* _Task goal_
Reproduce verbatim the lines of the records running from the line containing "Target: sky" through the end of the records, both included.
-- START OF Supplied records --
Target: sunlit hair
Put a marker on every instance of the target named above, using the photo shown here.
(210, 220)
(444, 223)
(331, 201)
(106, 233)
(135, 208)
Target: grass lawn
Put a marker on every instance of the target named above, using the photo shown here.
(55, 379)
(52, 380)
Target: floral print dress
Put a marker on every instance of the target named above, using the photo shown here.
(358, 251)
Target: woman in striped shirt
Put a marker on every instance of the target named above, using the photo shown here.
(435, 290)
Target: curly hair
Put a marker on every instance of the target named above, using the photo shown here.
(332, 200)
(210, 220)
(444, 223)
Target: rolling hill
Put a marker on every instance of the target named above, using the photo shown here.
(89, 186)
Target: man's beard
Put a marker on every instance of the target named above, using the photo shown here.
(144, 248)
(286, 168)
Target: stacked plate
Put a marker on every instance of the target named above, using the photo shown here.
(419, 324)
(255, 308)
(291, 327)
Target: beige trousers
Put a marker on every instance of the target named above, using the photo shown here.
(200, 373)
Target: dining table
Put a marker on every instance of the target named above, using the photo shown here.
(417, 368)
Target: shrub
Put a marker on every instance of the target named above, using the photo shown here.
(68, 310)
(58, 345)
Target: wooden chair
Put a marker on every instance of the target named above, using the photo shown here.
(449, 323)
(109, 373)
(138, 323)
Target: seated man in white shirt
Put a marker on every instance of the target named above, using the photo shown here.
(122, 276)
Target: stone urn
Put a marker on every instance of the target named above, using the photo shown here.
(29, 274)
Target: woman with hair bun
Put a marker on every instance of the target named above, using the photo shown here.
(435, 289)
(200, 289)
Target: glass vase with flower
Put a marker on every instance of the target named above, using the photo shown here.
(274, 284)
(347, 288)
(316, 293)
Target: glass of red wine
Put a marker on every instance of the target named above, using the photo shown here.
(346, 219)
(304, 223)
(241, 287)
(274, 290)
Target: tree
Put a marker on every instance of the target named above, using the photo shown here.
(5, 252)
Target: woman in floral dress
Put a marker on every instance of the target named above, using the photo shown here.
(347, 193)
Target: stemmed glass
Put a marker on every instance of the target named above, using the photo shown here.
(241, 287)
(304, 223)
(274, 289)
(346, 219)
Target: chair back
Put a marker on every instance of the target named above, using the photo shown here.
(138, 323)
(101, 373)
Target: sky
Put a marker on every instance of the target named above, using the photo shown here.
-- END OF Supplied records --
* _Solution to this task_
Target: sky
Put a marker on every instance of the target named above, using the photo shown here.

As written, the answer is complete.